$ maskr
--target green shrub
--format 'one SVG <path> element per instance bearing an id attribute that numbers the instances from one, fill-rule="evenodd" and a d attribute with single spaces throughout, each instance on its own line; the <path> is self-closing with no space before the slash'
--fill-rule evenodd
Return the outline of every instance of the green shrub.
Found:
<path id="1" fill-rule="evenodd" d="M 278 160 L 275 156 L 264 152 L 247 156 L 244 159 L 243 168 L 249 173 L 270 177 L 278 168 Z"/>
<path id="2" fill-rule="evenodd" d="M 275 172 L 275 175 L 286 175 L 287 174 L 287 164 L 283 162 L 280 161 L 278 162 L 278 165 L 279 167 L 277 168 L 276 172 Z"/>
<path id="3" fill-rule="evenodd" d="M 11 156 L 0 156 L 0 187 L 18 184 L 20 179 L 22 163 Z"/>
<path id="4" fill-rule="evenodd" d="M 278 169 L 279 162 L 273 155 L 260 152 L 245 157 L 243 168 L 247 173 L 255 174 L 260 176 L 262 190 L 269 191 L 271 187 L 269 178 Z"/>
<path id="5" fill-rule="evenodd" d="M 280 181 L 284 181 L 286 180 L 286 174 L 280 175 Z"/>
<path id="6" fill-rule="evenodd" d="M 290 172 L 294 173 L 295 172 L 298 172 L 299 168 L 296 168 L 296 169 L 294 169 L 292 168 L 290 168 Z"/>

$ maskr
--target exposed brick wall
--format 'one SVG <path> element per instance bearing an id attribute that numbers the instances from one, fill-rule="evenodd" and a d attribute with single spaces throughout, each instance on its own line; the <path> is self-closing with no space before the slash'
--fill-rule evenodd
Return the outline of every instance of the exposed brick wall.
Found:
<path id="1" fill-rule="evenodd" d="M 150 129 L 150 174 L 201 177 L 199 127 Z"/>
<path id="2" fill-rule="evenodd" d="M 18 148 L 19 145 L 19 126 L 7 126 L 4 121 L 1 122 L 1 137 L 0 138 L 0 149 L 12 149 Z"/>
****
REQUIRED WORK:
Rewrite every line of the items above as a numbered list, leaving out any blank lines.

RESPONSE:
1. $ maskr
2. --target green shrub
3. --format 'one SVG <path> element per instance bearing an id attribute that numbers the instances from one, fill-rule="evenodd" and a d attribute with single spaces throughout, each instance on its own line; the <path> is self-closing with no space before the slash'
4. --fill-rule evenodd
5. Return the outline of every instance of the green shrub.
6. Found:
7. <path id="1" fill-rule="evenodd" d="M 278 160 L 275 156 L 264 152 L 247 156 L 244 159 L 243 168 L 249 173 L 270 177 L 278 168 Z"/>
8. <path id="2" fill-rule="evenodd" d="M 275 172 L 275 175 L 286 175 L 287 174 L 287 164 L 283 162 L 280 161 L 278 162 L 278 165 L 279 167 L 277 168 L 276 172 Z"/>
9. <path id="3" fill-rule="evenodd" d="M 11 156 L 0 156 L 0 187 L 18 184 L 20 179 L 22 163 Z"/>
10. <path id="4" fill-rule="evenodd" d="M 278 169 L 279 162 L 273 155 L 260 152 L 245 157 L 243 168 L 247 173 L 255 174 L 260 176 L 262 190 L 269 191 L 271 187 L 269 178 Z"/>
11. <path id="5" fill-rule="evenodd" d="M 280 181 L 284 181 L 286 180 L 286 174 L 280 175 Z"/>
12. <path id="6" fill-rule="evenodd" d="M 290 172 L 294 173 L 295 172 L 298 172 L 299 168 L 296 168 L 296 169 L 294 169 L 292 168 L 290 168 Z"/>
13. $ maskr
14. --target exposed brick wall
15. --format 'one SVG <path> element per instance bearing an id attribute that numbers the instances from one, fill-rule="evenodd" and a d attribute with single spaces throughout, each instance on its own line; the <path> is self-closing with no space before the slash'
16. --fill-rule evenodd
17. Return the outline of every instance of the exposed brick wall.
18. Found:
19. <path id="1" fill-rule="evenodd" d="M 150 129 L 150 174 L 201 177 L 199 127 Z"/>
20. <path id="2" fill-rule="evenodd" d="M 18 148 L 19 145 L 19 126 L 7 126 L 4 121 L 1 122 L 1 137 L 0 138 L 0 149 L 12 149 Z"/>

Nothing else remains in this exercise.